◆ **Your objective**:
Repeat the listing below in full, exactly as it stands.

◆ **Records for the task**:
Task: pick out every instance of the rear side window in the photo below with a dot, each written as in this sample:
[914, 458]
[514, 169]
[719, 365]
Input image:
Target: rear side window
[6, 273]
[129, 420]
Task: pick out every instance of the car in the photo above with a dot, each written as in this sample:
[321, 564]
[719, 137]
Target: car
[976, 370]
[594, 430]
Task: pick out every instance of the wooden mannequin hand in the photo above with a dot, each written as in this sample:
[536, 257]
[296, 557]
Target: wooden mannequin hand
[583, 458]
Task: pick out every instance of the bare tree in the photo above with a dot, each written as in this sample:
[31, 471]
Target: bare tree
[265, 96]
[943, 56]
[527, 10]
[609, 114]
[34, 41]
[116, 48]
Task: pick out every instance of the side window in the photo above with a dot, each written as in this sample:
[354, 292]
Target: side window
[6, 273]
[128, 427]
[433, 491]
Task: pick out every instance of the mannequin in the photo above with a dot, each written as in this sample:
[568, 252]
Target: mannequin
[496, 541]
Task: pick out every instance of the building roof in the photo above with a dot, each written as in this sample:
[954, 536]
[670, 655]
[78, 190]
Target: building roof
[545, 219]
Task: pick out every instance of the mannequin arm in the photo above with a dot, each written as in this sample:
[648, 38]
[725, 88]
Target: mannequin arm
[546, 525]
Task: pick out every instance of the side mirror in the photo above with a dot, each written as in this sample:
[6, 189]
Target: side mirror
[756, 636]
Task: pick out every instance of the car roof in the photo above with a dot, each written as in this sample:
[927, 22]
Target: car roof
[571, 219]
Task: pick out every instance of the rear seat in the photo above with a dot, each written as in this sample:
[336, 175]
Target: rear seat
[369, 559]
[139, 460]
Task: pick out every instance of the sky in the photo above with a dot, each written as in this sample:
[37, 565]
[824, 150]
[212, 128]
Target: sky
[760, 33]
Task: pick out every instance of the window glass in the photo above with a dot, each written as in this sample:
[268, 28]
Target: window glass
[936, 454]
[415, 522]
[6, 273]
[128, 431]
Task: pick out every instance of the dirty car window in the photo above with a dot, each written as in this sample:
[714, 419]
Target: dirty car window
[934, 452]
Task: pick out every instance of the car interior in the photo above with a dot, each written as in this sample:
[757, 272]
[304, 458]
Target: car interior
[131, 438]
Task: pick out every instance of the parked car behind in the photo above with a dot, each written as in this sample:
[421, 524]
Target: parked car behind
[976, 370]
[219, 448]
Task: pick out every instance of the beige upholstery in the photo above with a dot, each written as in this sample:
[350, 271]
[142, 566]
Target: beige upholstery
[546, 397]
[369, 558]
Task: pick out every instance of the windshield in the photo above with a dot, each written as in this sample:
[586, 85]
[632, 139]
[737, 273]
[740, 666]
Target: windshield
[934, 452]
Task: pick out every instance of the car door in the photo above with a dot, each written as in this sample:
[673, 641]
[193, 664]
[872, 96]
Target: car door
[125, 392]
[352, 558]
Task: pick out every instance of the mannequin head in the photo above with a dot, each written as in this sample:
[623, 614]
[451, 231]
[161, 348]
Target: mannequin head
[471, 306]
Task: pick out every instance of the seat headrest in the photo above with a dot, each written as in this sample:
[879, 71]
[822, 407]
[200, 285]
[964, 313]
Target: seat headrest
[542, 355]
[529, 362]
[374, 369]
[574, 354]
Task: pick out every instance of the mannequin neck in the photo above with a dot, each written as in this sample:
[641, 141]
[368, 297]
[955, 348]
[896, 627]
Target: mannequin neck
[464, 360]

◆ **Response to the exercise**:
Task: pick out every instance of the rear side window in the photo below with a dot, each written as in this sample:
[914, 458]
[514, 169]
[719, 365]
Input image:
Target: rear side window
[6, 273]
[129, 420]
Task: pick out every instance of the car in the photo above with a dot, each written as in this sample:
[321, 564]
[719, 137]
Target: car
[976, 370]
[594, 430]
Task: pick out every instance of the wooden mannequin hand in the photo above with a dot, each written as in this sample:
[536, 257]
[296, 557]
Target: wooden mannequin hand
[583, 458]
Task: pick out every instance of the bare tree in the photo above with a dot, each written as in this sample:
[31, 471]
Target: bare tree
[265, 96]
[943, 56]
[527, 10]
[609, 114]
[34, 41]
[116, 48]
Task: pick out every instance of the side window in the photo above with a dot, each written as in this sample:
[354, 292]
Target: side window
[6, 273]
[128, 427]
[433, 491]
Task: pick out every instance of the mannequin in the photo above with a dot, each written as in this sample:
[568, 252]
Target: mannequin
[496, 541]
Task: pick out every instance of the building roof in the photo above with a dot, each written as in this sample:
[954, 536]
[670, 655]
[78, 190]
Target: building roof
[545, 219]
Task: pick out every instance of the mannequin arm in the photo above with a dot, each written as in this sample:
[648, 38]
[725, 88]
Target: mannequin arm
[546, 525]
Task: pick out every instance of the side mirror in the photo above with a dot, each written as in this sample:
[6, 189]
Target: side mirror
[756, 636]
Task: pick out every instance of the car roof in the photo above with a dot, each written as in this sample:
[927, 22]
Target: car roof
[571, 219]
Task: pick out every instance of the rear seat in the photo above with a dot, each written as in this sample:
[336, 175]
Target: rear seat
[369, 559]
[139, 460]
Task: pick out every instance of the sky in the photo above with a dot, each written as in this sample:
[37, 565]
[824, 150]
[212, 128]
Target: sky
[760, 33]
Task: pick out every instance of the window glass in the photo above with a dot, each written as in this sample:
[268, 28]
Target: window glass
[936, 454]
[415, 522]
[6, 273]
[128, 431]
Task: pick out every instance of the dirty car window in the photo above with a dot, each written as in this sample:
[714, 419]
Target: dirty car window
[934, 452]
Task: pick out every instance of the car interior in the photo above with a dot, each written as in this sample:
[757, 272]
[304, 458]
Target: car interior
[131, 438]
Task: pick out every instance of the parked car behind in the photo above with a dot, each written as in this sample:
[421, 524]
Target: parked car behind
[976, 370]
[219, 448]
Task: pick out every instance of the beige upholstery in the photo above with a dot, each written as in this sample:
[350, 271]
[142, 566]
Target: beige upholstery
[546, 397]
[369, 558]
Task: pick out every instance of the windshield in the photo above with a dot, each written as in this sample:
[586, 85]
[632, 139]
[737, 273]
[740, 666]
Target: windshield
[934, 452]
Task: pick out every instance of the car door in the photo above with a dot, each written as in this sample:
[673, 641]
[193, 664]
[872, 96]
Target: car door
[125, 392]
[352, 558]
Task: pick out every instance of the mannequin head in the photo above with a dot, each written as in this sample:
[623, 614]
[451, 231]
[161, 348]
Target: mannequin head
[471, 306]
Task: pick out every instance of the seat headrest in the photo above with a dot, each written as in this sample:
[879, 71]
[822, 407]
[200, 285]
[964, 313]
Target: seat headrest
[542, 355]
[529, 362]
[374, 369]
[574, 354]
Task: pick out every instance of the mannequin neck in the photo above with a dot, each written as in this sample:
[641, 141]
[368, 297]
[955, 348]
[896, 627]
Target: mannequin neck
[464, 360]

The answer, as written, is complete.